> [Exercise goal]: Please reproduce, exactly and in full, the lines running from the one that contains "shape point(433, 241)" to the end of the entries.

> [Records from a collection]:
# # # # # # #
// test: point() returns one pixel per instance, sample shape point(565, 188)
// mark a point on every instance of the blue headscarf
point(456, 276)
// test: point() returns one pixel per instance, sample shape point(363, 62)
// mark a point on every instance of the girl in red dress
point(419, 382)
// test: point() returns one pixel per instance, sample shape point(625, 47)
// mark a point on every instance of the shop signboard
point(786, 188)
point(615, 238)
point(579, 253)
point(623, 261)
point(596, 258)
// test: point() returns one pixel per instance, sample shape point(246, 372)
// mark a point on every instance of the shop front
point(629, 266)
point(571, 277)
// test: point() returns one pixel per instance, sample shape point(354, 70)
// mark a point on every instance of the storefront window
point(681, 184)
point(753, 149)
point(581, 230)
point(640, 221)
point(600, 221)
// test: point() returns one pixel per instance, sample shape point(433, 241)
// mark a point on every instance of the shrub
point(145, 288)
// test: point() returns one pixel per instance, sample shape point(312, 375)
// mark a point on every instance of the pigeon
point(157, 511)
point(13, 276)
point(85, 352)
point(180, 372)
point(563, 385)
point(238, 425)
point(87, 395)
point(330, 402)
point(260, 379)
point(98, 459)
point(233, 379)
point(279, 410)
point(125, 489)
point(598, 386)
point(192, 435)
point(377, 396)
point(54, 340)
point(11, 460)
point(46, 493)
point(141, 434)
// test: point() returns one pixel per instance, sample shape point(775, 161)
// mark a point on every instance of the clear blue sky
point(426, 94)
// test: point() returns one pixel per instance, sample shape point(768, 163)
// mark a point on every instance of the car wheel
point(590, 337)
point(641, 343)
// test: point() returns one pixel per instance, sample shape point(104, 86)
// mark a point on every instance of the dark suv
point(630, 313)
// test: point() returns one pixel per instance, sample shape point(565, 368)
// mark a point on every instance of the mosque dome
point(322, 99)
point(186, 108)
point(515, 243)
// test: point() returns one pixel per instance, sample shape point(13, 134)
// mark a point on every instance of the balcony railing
# # # # # # #
> [Solution to the problem]:
// test: point() returns one pixel per instance, sample shape point(433, 241)
// mark a point on every instance of the shrub
point(145, 288)
// test: point() returns one pixel per instance, sample shape point(312, 375)
// mark a point on every instance of the pigeon
point(157, 511)
point(13, 276)
point(85, 352)
point(180, 372)
point(563, 385)
point(238, 425)
point(87, 395)
point(330, 402)
point(260, 379)
point(98, 459)
point(233, 379)
point(279, 410)
point(125, 489)
point(598, 386)
point(192, 435)
point(377, 396)
point(54, 340)
point(11, 460)
point(46, 493)
point(141, 434)
// test: point() returns one pixel per instance, sample shape point(775, 161)
// mark a point on every instance of the clear blue sky
point(426, 94)
// test: point() returns one pixel per instance, sample shape point(768, 163)
// mark a point on every instance of the car wheel
point(590, 337)
point(641, 343)
// test: point() returns one pixel per instance, sample shape point(104, 86)
// mark a point on every instance of the dark suv
point(630, 313)
// test: point() returns one pixel per instance, sample shape point(565, 368)
// mark a point on every instance of the mosque dome
point(322, 99)
point(186, 108)
point(515, 243)
// test: point() returns one pixel per instance, sample shape point(13, 134)
// mark a point on every instance of the balcony railing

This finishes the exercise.